PROBLEM: Set down all the records below, word for word.

Recorded data:
▶

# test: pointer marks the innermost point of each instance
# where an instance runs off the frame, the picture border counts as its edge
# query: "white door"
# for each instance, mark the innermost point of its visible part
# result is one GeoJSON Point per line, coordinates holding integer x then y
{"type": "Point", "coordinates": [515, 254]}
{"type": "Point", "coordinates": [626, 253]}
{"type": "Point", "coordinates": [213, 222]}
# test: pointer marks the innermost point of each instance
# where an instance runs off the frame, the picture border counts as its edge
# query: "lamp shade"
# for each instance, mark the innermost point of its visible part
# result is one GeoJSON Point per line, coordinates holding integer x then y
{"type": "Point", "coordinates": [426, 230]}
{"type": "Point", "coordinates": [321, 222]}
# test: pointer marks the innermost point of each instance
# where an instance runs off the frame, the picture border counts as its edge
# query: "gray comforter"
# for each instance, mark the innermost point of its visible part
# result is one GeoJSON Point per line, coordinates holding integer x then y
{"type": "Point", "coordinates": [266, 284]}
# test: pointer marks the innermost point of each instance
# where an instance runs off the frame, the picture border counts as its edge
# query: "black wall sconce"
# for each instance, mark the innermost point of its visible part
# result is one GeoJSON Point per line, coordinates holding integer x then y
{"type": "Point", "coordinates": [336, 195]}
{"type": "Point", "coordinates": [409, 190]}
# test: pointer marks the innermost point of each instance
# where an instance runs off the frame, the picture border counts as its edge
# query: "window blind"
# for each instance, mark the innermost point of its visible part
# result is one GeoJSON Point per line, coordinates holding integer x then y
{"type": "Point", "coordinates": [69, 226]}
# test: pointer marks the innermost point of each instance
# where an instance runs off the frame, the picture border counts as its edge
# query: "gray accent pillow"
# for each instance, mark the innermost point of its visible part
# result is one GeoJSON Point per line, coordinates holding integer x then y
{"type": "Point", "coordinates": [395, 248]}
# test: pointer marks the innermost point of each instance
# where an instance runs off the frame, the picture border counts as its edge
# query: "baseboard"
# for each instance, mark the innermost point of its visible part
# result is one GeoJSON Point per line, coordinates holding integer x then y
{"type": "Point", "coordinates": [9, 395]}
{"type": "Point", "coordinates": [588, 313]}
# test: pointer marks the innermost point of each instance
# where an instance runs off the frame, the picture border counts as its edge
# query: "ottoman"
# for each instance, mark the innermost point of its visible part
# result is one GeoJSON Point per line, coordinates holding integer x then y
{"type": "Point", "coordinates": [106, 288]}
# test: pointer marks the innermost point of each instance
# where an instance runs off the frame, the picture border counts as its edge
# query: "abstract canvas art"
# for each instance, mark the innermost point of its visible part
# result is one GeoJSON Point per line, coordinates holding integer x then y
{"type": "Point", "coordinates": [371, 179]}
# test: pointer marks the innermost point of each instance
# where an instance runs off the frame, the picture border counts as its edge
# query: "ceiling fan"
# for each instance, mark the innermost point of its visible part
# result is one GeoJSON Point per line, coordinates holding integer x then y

◀

EXPECTED ANSWER:
# test: pointer marks the innermost point of each instance
# where an instance runs off the frame, the picture border counts as its edge
# query: "white door"
# for each instance, mark the innermost point of its visible part
# result is one GeoJSON Point per line, coordinates holding integer x then y
{"type": "Point", "coordinates": [515, 254]}
{"type": "Point", "coordinates": [626, 253]}
{"type": "Point", "coordinates": [213, 222]}
# test: pointer marks the innermost point of each instance
# where an instance runs off the frame, the picture border counts as its edge
# query: "lamp shade"
# for each instance, mark the innermost point of its visible part
# result is one GeoJSON Point per line, coordinates holding integer x then y
{"type": "Point", "coordinates": [426, 230]}
{"type": "Point", "coordinates": [321, 222]}
# test: pointer marks the innermost point of each instance
# where an instance runs off the frame, the picture border counts as its edge
# query: "gray comforter"
# for each instance, mark the innermost point of its visible part
# result is one GeoJSON Point per line, coordinates holding integer x then y
{"type": "Point", "coordinates": [266, 284]}
# test: pointer marks the innermost point of each instance
# where an instance runs off the frame, the picture border counts as its edge
# query: "black wall sconce"
# for each instance, mark the innermost point of its visible part
# result is one GeoJSON Point per line, coordinates holding integer x then y
{"type": "Point", "coordinates": [336, 195]}
{"type": "Point", "coordinates": [409, 190]}
# test: pointer marks the innermost point of each instance
# where an instance runs off the frame, the picture border counts as its edge
# query: "window blind"
# for each instance, mark the innermost point of its visible part
# result is one GeoJSON Point per line, coordinates holding integer x then y
{"type": "Point", "coordinates": [69, 226]}
# test: pointer marks the innermost point of each instance
# where an instance runs off the frame, the picture border counts as its edge
# query: "gray accent pillow"
# for each instance, mark the innermost point of its visible part
# result is one GeoJSON Point per line, coordinates holding integer x then y
{"type": "Point", "coordinates": [395, 248]}
# test: pointer marks the innermost point of each instance
# where an instance runs off the frame, the picture border counts as its edge
# query: "baseboard"
# for each instance, mark the innermost point of its visible part
# result is one GeoJSON Point per line, coordinates holding integer x then y
{"type": "Point", "coordinates": [9, 395]}
{"type": "Point", "coordinates": [588, 313]}
# test: pointer marks the innermost point of each instance
# where an instance runs off the frame, the picture border counts as its edge
# query: "ottoman"
# for each instance, mark the innermost point of its visible part
# result is one GeoJSON Point per line, coordinates holding integer x then y
{"type": "Point", "coordinates": [106, 288]}
# test: pointer marks the innermost point of each instance
# where an instance runs off the frame, the picture border counts as its edge
# query: "abstract canvas art"
# for each instance, mark the innermost point of its visible part
# result is one GeoJSON Point per line, coordinates holding integer x then y
{"type": "Point", "coordinates": [371, 179]}
# test: pointer marks the innermost point of each instance
# where an instance runs off the frame, the picture border counts as its edge
# query: "ceiling fan"
# for each instance, mark the innermost point of its visible part
# result is one GeoJSON Point per line, coordinates holding integer x then y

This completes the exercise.